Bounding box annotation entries
================================

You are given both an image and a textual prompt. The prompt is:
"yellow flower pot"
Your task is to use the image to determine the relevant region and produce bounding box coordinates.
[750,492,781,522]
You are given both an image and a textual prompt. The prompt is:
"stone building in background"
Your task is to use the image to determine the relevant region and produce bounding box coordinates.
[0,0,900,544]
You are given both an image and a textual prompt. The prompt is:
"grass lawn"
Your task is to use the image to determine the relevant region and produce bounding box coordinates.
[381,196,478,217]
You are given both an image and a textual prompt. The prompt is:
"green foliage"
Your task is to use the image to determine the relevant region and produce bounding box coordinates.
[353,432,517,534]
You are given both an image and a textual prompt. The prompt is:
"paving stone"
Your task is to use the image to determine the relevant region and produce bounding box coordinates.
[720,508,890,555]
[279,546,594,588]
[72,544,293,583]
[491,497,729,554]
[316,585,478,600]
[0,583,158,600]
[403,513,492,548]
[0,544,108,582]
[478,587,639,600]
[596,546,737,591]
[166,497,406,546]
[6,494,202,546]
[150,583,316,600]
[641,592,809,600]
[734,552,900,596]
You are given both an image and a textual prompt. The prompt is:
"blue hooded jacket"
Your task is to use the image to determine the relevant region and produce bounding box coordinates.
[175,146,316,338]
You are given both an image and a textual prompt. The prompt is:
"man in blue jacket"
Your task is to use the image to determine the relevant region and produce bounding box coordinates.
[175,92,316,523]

================================

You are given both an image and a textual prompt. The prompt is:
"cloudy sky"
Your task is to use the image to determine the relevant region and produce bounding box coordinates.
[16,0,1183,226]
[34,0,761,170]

================================

◆ **Requirements**
Extract every line of the data above that contains the string "blue".

◆ **Exercise answer**
"blue hooded jacket"
"man in blue jacket"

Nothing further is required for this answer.